● Required work: Can you write out the rows below again with "Place one marker" swapped for "Put a single marker" everywhere and nothing else changed? Leave the pictures out.

-=-=-

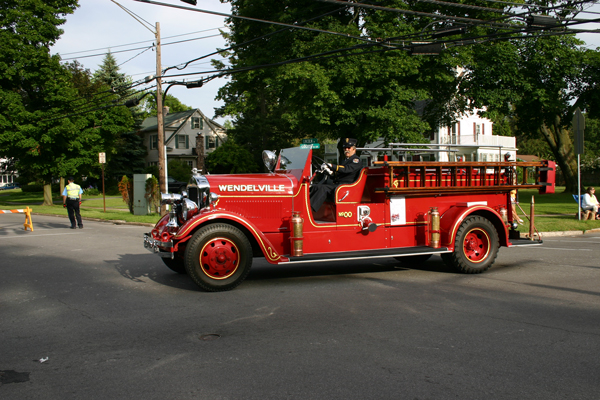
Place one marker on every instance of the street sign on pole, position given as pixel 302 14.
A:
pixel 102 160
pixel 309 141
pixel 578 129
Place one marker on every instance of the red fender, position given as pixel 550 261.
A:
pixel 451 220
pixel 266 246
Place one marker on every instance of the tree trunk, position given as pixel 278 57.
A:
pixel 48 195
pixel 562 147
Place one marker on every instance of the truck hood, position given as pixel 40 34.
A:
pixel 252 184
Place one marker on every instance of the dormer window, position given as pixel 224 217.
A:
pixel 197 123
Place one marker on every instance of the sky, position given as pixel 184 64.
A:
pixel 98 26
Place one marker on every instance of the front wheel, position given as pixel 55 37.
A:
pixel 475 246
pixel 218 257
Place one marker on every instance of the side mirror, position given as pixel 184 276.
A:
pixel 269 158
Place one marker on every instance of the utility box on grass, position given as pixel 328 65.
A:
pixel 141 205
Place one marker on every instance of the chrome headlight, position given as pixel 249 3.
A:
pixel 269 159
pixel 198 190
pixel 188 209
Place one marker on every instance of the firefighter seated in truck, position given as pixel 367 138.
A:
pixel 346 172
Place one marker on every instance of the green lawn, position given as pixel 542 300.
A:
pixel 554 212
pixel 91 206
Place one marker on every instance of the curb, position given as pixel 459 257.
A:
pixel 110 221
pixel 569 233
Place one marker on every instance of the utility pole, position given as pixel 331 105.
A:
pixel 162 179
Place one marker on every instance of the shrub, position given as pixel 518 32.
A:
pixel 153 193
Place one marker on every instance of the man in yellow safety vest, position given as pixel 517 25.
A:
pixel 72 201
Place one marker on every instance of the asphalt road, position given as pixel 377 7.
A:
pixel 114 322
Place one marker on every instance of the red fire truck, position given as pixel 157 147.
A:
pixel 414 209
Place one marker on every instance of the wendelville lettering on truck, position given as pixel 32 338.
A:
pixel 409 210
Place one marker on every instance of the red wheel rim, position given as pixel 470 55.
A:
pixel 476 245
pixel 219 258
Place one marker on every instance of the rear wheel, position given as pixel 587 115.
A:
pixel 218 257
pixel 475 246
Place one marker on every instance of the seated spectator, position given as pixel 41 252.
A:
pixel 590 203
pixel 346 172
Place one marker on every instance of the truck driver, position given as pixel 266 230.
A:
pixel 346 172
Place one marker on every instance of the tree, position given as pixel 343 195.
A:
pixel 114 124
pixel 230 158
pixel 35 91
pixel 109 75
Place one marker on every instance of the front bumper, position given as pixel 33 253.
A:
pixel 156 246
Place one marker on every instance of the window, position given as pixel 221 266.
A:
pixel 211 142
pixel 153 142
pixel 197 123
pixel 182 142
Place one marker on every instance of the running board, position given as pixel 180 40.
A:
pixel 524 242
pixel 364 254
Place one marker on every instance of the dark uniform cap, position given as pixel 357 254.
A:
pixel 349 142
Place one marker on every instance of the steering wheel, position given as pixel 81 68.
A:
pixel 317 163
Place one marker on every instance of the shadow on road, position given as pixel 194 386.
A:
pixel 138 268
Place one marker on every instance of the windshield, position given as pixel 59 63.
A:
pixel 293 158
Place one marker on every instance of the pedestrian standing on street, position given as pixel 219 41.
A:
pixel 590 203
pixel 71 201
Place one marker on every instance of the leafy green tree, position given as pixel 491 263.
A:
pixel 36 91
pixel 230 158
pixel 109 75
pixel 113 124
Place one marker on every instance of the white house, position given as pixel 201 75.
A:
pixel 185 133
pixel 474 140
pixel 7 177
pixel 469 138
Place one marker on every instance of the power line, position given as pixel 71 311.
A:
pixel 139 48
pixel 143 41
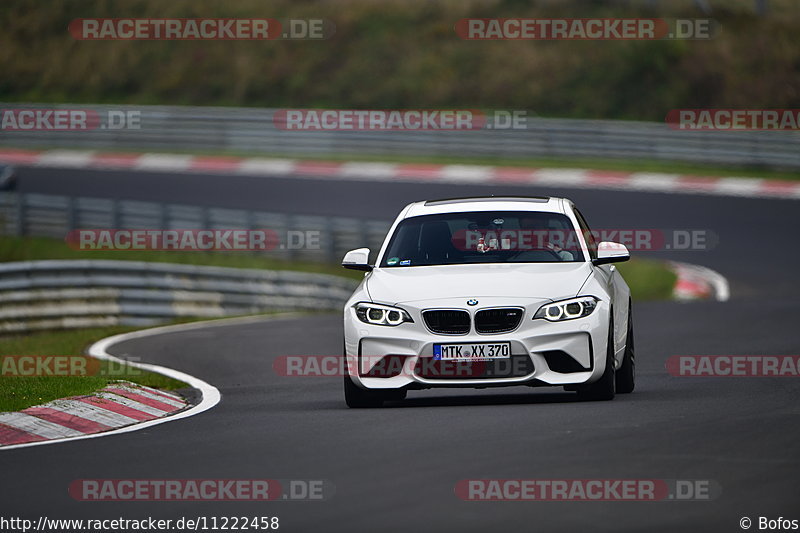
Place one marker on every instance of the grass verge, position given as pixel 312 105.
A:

-=-=-

● Full output:
Put a single marker on every instance of the street sign on pole, position given as pixel 302 14.
A:
pixel 102 160
pixel 309 141
pixel 578 129
Put a single marker on every instance of the red fender, position given as pixel 550 261.
A:
pixel 451 220
pixel 266 246
Put a single marker on every instance of the tree trunk, position given as pixel 278 57.
A:
pixel 48 195
pixel 562 147
Put a single marker on every instance of the truck hood, position given as pixel 40 34.
A:
pixel 252 184
Put a single marker on every instance of the dormer window, position given as pixel 224 217.
A:
pixel 197 123
Put a single marker on every instance of the sky, position given as pixel 184 64.
A:
pixel 98 26
Put a single marker on every instance of the front wheel, position given as pixel 55 37.
A:
pixel 475 246
pixel 218 257
Put a single marker on every instance of the side mirror, position given as pixel 184 276.
A:
pixel 269 158
Put a single marker on every instance of the utility box on grass, position given as pixel 328 65.
A:
pixel 141 205
Put a single marker on every instance of the chrome headlight, position given as pixel 249 3.
A:
pixel 269 159
pixel 198 190
pixel 188 209
Put a single marker on every instance of the firefighter seated in truck, position given as pixel 367 138.
A:
pixel 346 172
Put a single marker on every instance of the green lawn, position given as pixel 542 300.
A:
pixel 554 212
pixel 91 206
Put a single marker on every instance of the curb, position given as pixel 459 257.
A:
pixel 110 221
pixel 569 233
Put a single marker on every instance of the utility pole, position given as pixel 331 105.
A:
pixel 162 179
Put a single marker on every instance of the shrub, position given as pixel 518 32.
A:
pixel 153 193
Put a single marker on every instance of the man in yellow safety vest, position given as pixel 517 25.
A:
pixel 72 201
Put a single marker on every instance of the asphalt road, position given as pixel 377 7.
A:
pixel 114 322
Put a single marker on every instance of the red fire truck, position given as pixel 157 147.
A:
pixel 414 209
Put a single marker on every instance of the wendelville lettering on truck, position given as pixel 32 338.
A:
pixel 409 210
Put a single marker on every instance of the red wheel rim, position given as pixel 470 55.
A:
pixel 476 245
pixel 219 258
Put a single marker on every instance of the rear wheel, position given as pixel 587 115.
A:
pixel 218 257
pixel 475 246
Put a single marker on every instance of the seated spectator, position given as pixel 41 252.
A:
pixel 590 203
pixel 346 172
Put a single marker on every instance of the truck driver, position given as pixel 266 230.
A:
pixel 346 172
Put a single marker on every instance of the tree, position given as pixel 343 195.
A:
pixel 114 124
pixel 230 158
pixel 35 91
pixel 109 75
Put a single marker on every instance of the front bumper, position given as pixel 33 253.
A:
pixel 156 246
Put a single marker on every instance of the window, position given as pixel 221 266.
A:
pixel 211 142
pixel 153 142
pixel 197 123
pixel 182 142
Put a single marker on every instance of the running board, position given as pixel 180 40.
A:
pixel 524 242
pixel 364 254
Put a single marker on every instance of the dark uniform cap, position given as pixel 357 254.
A:
pixel 349 142
Put a single marker on every instance of the steering wheel, position given as pixel 81 68.
A:
pixel 317 163
Put a single marker on every instance of the shadow on road, position given as pixel 194 386.
A:
pixel 138 268
Put a single marker on every instance of the windshield, position given as pixel 59 63.
A:
pixel 293 158
Put a single marker on every instance of the pedestrian standing on street, position given as pixel 219 41.
A:
pixel 590 203
pixel 71 201
Put a single marker on every instance of the leafy green tree, position given as pixel 491 263.
A:
pixel 36 91
pixel 230 158
pixel 109 75
pixel 113 124
Put a single marker on every instance of the white house, position given as pixel 201 75.
A:
pixel 185 133
pixel 474 140
pixel 7 177
pixel 469 138
Put a single marker on every instance of the power line, position given as pixel 71 311.
A:
pixel 139 48
pixel 143 41
Put a single marker on every instance of the grass verge, position given as pixel 312 105.
A:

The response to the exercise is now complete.